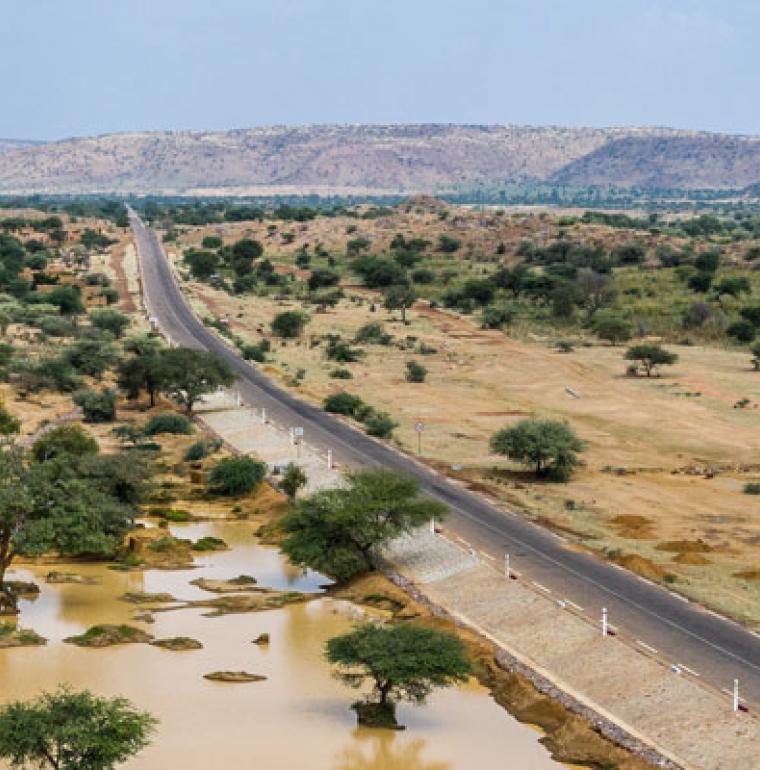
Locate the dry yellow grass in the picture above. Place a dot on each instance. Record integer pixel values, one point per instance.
(679, 461)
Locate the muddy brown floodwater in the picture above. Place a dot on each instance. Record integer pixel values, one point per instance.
(299, 717)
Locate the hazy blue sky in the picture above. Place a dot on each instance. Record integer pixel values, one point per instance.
(78, 67)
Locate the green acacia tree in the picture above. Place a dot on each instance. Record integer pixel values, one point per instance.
(75, 505)
(337, 531)
(293, 479)
(400, 297)
(68, 730)
(188, 374)
(649, 357)
(403, 662)
(551, 447)
(236, 475)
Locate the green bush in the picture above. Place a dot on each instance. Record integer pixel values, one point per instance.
(97, 405)
(236, 475)
(109, 320)
(496, 316)
(343, 403)
(55, 326)
(168, 423)
(415, 372)
(253, 353)
(380, 424)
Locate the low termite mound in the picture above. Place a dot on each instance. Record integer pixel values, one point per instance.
(236, 677)
(109, 635)
(377, 715)
(236, 603)
(11, 636)
(61, 578)
(177, 643)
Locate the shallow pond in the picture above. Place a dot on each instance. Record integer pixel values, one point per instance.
(298, 718)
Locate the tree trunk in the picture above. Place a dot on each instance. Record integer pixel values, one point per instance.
(8, 600)
(385, 690)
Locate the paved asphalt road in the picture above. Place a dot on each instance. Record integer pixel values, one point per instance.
(716, 648)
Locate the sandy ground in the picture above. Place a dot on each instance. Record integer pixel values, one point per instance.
(672, 451)
(685, 722)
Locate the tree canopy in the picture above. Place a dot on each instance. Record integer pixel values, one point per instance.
(67, 730)
(403, 662)
(548, 445)
(337, 531)
(188, 374)
(649, 357)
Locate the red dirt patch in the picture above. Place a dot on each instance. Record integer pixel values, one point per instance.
(684, 546)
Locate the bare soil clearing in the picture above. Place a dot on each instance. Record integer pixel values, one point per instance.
(678, 464)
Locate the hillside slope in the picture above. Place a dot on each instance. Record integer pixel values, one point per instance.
(392, 158)
(697, 161)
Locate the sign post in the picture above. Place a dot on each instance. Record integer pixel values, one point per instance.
(419, 427)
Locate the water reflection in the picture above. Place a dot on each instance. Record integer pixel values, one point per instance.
(299, 717)
(380, 750)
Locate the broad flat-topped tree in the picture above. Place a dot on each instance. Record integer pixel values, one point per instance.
(403, 662)
(336, 531)
(68, 730)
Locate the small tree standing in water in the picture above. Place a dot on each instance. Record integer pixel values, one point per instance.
(404, 662)
(68, 730)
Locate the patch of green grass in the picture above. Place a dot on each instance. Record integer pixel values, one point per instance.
(209, 544)
(163, 544)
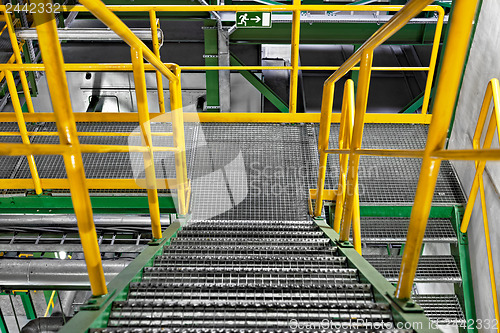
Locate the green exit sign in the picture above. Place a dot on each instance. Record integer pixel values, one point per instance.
(253, 20)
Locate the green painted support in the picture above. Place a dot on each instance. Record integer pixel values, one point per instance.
(403, 312)
(211, 59)
(466, 290)
(46, 204)
(28, 305)
(3, 323)
(261, 86)
(96, 313)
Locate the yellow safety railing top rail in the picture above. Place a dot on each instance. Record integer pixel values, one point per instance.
(443, 105)
(296, 8)
(71, 149)
(492, 95)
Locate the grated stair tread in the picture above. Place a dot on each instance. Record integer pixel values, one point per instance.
(443, 309)
(442, 268)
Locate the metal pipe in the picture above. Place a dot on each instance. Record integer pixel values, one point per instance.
(44, 325)
(444, 102)
(56, 78)
(69, 220)
(52, 273)
(92, 34)
(294, 45)
(17, 55)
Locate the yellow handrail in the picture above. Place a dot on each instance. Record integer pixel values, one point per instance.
(365, 55)
(492, 95)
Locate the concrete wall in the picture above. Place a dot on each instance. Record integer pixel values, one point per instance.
(482, 66)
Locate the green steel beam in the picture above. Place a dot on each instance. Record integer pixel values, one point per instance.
(46, 204)
(3, 323)
(261, 86)
(466, 290)
(333, 33)
(28, 305)
(211, 59)
(417, 102)
(407, 312)
(96, 313)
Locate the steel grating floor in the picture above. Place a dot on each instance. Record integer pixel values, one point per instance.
(250, 171)
(394, 229)
(435, 268)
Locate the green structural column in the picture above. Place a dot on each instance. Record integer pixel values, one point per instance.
(29, 308)
(211, 59)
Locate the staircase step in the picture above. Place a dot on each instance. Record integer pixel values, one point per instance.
(442, 309)
(237, 262)
(253, 225)
(356, 293)
(254, 276)
(264, 316)
(311, 250)
(430, 268)
(394, 229)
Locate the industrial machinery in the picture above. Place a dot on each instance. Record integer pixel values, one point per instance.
(251, 190)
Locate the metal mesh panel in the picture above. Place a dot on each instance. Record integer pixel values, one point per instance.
(394, 230)
(391, 180)
(430, 268)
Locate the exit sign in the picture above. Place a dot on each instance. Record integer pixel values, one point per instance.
(253, 20)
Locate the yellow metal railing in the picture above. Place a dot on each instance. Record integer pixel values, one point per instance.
(492, 95)
(443, 105)
(71, 149)
(296, 8)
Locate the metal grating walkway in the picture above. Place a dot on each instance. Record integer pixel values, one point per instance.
(251, 171)
(393, 230)
(441, 268)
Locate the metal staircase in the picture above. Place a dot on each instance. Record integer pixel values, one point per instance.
(249, 276)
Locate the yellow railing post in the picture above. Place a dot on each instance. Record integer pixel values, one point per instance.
(179, 141)
(323, 138)
(156, 48)
(345, 136)
(357, 136)
(294, 75)
(19, 60)
(146, 138)
(444, 102)
(22, 129)
(58, 87)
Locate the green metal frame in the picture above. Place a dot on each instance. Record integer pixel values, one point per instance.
(211, 77)
(96, 312)
(407, 312)
(47, 204)
(261, 86)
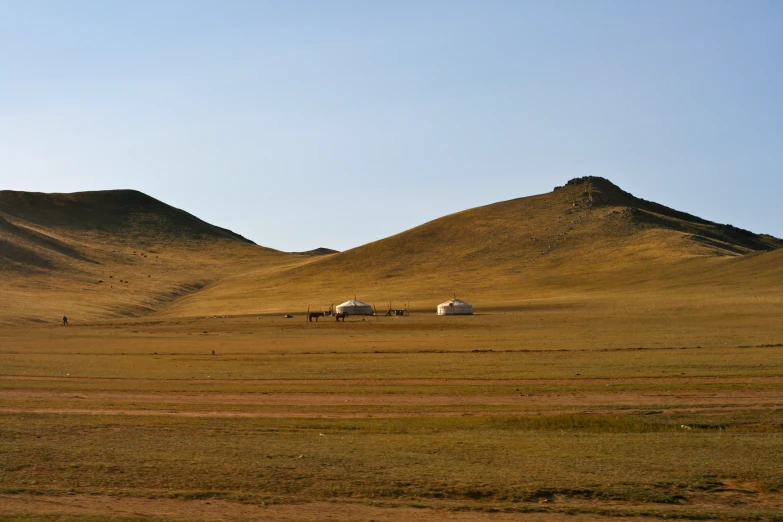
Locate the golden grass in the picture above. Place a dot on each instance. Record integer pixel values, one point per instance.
(631, 369)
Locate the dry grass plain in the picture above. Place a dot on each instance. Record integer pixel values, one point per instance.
(416, 418)
(625, 361)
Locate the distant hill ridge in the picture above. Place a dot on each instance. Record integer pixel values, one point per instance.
(598, 191)
(122, 253)
(113, 211)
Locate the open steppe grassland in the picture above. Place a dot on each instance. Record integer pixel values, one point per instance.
(602, 408)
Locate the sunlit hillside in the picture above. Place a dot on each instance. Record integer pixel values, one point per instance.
(95, 255)
(588, 237)
(99, 255)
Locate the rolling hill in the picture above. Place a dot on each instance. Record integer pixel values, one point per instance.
(585, 239)
(588, 236)
(119, 253)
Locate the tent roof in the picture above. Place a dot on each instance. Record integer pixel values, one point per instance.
(353, 302)
(454, 302)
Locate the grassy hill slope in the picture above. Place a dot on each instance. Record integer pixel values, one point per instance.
(106, 254)
(588, 237)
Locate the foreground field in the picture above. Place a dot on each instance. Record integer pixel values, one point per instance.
(547, 412)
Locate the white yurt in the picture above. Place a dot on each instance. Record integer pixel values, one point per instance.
(455, 307)
(354, 307)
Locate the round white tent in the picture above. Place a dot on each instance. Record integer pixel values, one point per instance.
(455, 307)
(354, 307)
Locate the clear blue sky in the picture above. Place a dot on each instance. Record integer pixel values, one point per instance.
(334, 123)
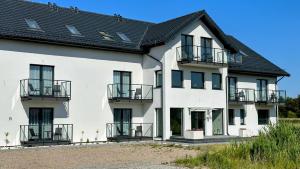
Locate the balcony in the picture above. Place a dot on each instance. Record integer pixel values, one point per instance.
(32, 89)
(129, 131)
(130, 93)
(47, 134)
(205, 57)
(242, 96)
(270, 97)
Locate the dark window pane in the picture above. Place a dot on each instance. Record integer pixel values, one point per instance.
(197, 80)
(158, 78)
(216, 81)
(242, 116)
(231, 116)
(176, 78)
(263, 117)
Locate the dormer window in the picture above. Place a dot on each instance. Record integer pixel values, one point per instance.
(123, 37)
(106, 36)
(73, 30)
(32, 24)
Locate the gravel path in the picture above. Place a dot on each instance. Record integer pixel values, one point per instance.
(110, 156)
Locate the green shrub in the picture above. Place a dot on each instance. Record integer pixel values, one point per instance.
(277, 146)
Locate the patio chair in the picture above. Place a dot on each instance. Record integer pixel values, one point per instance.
(138, 93)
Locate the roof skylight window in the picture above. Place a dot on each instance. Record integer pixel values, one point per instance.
(123, 37)
(73, 30)
(106, 36)
(32, 24)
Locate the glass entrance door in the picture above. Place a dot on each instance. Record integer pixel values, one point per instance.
(122, 84)
(176, 121)
(122, 121)
(198, 120)
(217, 120)
(40, 124)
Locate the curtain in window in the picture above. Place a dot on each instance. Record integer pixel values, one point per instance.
(34, 82)
(116, 90)
(47, 80)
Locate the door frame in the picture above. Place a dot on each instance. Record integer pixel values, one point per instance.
(121, 120)
(40, 117)
(222, 122)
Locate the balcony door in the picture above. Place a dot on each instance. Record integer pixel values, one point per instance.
(41, 80)
(122, 121)
(232, 88)
(262, 90)
(187, 47)
(122, 84)
(40, 124)
(206, 49)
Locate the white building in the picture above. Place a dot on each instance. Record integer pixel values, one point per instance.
(74, 76)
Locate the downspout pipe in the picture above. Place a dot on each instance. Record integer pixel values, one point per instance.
(161, 89)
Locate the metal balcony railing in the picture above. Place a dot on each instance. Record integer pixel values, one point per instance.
(129, 130)
(30, 88)
(46, 133)
(120, 91)
(199, 54)
(242, 95)
(270, 96)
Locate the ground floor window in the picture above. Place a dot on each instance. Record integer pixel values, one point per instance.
(176, 121)
(263, 117)
(242, 117)
(231, 116)
(198, 120)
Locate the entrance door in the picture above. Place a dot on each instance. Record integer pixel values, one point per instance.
(41, 80)
(198, 120)
(217, 120)
(159, 123)
(40, 124)
(176, 121)
(122, 84)
(122, 120)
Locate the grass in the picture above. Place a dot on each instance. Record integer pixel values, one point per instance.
(276, 147)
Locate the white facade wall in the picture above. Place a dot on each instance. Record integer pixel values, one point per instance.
(92, 70)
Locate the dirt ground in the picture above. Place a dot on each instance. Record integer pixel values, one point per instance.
(93, 156)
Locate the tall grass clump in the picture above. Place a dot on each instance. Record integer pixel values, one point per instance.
(277, 147)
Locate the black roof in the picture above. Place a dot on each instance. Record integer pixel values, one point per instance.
(253, 63)
(143, 35)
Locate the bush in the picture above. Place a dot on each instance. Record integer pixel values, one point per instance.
(277, 146)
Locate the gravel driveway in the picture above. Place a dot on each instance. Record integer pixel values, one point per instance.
(109, 156)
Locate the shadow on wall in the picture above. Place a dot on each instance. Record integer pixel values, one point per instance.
(60, 109)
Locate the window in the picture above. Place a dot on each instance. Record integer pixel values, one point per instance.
(262, 90)
(123, 37)
(73, 30)
(197, 80)
(232, 88)
(206, 49)
(106, 36)
(32, 24)
(231, 116)
(242, 117)
(263, 117)
(216, 81)
(158, 75)
(187, 47)
(177, 79)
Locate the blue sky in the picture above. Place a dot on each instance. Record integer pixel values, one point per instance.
(270, 27)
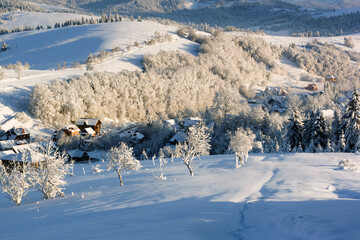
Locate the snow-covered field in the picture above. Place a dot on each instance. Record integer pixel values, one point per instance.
(47, 48)
(275, 196)
(33, 19)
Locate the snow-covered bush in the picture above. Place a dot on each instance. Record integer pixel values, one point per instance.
(172, 85)
(197, 144)
(162, 161)
(120, 159)
(349, 42)
(22, 117)
(346, 164)
(51, 173)
(16, 180)
(241, 143)
(97, 169)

*ACTION ITEM*.
What you write must match, line for line, the lines from the one with "Locate the window" through the last line of the data above, minus the pictures.

*WORKED SOLUTION*.
Locate the window in the picture above. Place a dot on each instance. Record integer pixel values, one point per instance.
(262, 90)
(123, 37)
(73, 30)
(197, 80)
(232, 88)
(206, 49)
(106, 36)
(32, 24)
(231, 116)
(242, 117)
(263, 117)
(216, 81)
(158, 75)
(187, 47)
(177, 79)
Locate the blue sky in the picture above. Place a dot on each instance. Record integer pixel values, one point per instance.
(270, 27)
Locate the snow-covered field in the picture above. Place a dot on each instance. Record integer pixel values, one point per instance.
(47, 48)
(275, 196)
(33, 19)
Locate the snow-covered bush in the picture above. Place a dot on each instance. Record integer pixel values, one point per instance.
(172, 85)
(197, 144)
(162, 161)
(120, 159)
(349, 42)
(22, 117)
(346, 164)
(51, 173)
(16, 180)
(241, 143)
(97, 169)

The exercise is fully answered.